* **Assigned task**: The word "shadow" occurs in some of the lines below; copy each of those lines.

(Referring expression data)

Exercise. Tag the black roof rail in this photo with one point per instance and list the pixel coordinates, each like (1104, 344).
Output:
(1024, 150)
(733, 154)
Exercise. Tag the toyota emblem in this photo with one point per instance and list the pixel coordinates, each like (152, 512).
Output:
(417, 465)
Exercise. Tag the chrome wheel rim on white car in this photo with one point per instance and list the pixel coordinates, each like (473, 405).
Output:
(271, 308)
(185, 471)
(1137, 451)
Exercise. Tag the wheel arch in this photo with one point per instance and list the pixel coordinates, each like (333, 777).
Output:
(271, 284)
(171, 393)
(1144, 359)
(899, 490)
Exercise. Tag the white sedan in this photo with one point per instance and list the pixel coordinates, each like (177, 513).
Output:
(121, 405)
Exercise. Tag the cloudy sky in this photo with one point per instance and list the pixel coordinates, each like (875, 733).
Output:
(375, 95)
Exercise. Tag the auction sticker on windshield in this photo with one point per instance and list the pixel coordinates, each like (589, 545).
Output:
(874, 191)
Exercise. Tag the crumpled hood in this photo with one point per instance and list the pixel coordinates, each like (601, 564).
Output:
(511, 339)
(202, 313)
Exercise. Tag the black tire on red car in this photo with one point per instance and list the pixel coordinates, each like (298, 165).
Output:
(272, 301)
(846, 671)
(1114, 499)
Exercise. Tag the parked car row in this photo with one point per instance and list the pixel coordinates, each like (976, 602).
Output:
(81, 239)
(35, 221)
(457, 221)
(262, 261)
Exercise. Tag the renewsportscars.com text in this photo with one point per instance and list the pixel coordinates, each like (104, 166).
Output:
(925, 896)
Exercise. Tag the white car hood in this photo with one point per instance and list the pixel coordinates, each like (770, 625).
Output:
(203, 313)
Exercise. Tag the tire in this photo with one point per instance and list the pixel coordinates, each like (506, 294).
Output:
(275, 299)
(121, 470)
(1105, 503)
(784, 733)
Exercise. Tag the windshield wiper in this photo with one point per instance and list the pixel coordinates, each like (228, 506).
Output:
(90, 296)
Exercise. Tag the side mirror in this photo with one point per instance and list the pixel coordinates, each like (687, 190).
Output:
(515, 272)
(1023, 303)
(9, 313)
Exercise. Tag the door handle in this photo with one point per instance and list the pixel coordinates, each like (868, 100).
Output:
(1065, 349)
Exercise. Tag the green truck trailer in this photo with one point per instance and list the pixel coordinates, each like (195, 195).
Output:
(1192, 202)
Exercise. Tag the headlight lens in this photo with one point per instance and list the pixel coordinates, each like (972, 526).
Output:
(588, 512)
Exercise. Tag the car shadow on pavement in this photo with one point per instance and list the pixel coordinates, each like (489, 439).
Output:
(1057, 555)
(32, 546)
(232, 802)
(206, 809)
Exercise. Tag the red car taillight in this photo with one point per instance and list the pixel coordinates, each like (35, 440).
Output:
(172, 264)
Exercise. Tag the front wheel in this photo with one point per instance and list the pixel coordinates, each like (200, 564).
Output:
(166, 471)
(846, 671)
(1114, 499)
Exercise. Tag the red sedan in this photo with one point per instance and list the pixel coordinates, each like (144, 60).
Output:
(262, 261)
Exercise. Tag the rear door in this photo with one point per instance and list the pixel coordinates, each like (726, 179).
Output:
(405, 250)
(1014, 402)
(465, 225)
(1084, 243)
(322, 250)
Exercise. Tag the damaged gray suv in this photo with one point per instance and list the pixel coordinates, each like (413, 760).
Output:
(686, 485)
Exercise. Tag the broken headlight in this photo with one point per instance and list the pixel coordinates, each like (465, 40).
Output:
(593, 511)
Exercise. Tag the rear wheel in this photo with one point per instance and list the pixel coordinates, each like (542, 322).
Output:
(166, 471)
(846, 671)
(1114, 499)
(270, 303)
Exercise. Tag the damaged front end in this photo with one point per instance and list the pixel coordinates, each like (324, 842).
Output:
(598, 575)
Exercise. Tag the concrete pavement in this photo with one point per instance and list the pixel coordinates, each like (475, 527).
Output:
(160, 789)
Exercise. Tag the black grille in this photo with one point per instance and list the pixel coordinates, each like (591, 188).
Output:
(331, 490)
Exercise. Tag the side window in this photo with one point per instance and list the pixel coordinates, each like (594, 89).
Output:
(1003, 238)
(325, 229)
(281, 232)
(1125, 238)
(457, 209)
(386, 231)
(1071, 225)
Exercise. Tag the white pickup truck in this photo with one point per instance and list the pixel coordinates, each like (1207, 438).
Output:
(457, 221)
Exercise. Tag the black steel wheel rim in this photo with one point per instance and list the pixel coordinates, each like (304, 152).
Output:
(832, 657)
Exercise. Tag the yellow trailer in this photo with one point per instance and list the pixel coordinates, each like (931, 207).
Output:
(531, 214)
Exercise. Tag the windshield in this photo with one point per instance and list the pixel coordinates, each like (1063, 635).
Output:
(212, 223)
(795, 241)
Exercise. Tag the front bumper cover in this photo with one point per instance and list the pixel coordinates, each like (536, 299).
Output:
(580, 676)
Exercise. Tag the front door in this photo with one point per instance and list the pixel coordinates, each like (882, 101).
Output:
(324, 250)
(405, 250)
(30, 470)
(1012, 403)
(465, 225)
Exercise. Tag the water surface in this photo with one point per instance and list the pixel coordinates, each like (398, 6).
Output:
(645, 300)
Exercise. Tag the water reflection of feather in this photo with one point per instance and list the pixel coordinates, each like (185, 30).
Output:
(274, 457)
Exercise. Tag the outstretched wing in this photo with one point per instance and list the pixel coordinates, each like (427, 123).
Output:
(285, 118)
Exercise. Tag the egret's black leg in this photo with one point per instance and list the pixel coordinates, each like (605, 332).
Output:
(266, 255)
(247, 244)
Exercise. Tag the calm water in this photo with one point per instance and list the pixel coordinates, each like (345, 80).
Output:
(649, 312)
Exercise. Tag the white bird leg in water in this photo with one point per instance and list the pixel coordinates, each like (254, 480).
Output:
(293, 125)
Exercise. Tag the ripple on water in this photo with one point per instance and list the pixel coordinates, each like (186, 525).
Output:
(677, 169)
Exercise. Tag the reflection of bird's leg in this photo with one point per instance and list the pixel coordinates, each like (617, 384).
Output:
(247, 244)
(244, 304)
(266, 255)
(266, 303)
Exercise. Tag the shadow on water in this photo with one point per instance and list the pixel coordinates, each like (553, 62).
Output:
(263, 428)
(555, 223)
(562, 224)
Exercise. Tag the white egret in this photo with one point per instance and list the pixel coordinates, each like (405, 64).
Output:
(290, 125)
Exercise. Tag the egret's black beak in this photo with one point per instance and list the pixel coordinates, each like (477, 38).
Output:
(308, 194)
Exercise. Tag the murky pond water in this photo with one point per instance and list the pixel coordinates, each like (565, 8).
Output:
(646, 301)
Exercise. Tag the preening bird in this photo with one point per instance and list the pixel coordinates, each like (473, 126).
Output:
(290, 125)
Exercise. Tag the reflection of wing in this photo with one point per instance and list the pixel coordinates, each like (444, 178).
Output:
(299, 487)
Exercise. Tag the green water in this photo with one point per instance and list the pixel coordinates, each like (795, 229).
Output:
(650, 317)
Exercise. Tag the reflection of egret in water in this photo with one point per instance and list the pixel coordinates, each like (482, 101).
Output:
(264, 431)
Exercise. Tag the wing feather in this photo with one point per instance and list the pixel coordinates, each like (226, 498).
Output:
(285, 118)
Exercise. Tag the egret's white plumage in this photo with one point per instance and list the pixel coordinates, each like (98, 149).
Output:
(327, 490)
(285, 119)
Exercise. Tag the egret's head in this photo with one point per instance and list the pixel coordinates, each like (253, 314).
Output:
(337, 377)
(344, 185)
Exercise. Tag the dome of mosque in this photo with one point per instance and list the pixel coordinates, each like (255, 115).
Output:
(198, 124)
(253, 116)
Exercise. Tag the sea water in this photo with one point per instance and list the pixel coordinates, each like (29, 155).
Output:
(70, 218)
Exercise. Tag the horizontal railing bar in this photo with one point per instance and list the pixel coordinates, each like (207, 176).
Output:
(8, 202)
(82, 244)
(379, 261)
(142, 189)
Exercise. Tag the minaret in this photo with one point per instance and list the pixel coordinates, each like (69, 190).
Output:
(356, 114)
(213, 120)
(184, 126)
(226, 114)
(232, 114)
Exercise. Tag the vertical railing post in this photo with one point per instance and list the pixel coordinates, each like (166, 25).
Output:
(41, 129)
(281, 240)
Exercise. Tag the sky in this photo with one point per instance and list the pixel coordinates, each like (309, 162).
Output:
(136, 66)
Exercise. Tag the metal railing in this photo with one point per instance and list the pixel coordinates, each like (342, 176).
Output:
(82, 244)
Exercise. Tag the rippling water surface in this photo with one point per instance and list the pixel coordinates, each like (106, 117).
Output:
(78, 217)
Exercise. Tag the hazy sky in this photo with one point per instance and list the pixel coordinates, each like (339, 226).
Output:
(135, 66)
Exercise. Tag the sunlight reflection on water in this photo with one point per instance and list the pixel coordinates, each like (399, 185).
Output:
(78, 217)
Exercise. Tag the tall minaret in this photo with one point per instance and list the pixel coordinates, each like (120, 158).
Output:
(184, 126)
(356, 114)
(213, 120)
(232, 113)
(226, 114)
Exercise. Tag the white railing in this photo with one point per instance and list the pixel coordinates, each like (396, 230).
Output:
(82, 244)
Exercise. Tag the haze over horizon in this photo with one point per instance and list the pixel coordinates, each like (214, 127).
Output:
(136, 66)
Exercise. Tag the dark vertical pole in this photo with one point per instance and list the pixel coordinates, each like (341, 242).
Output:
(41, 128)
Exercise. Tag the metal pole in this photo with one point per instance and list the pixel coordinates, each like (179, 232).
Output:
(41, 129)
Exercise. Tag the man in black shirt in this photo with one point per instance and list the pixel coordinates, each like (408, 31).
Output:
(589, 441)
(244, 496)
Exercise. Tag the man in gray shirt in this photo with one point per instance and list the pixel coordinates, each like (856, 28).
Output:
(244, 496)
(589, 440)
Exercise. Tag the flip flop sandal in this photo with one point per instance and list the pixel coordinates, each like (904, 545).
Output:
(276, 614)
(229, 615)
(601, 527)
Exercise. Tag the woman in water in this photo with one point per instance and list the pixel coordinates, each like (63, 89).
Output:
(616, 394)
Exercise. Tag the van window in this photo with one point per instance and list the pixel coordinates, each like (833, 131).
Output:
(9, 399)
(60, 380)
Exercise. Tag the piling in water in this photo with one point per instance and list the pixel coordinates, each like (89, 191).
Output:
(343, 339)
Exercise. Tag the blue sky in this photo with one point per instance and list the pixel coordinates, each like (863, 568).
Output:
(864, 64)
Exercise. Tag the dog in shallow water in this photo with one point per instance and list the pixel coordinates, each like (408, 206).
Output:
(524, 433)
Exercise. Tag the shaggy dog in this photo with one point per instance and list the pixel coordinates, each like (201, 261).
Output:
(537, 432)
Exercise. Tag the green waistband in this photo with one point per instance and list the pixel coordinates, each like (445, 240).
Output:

* **Exercise result**:
Exercise. Tag the car shadow on pavement in this photo with one point per instance and list the pixel coordinates, each like (489, 439).
Exercise. Tag the shadow on water in this photo with one point per instance and list the pixel coordinates, each like (553, 62).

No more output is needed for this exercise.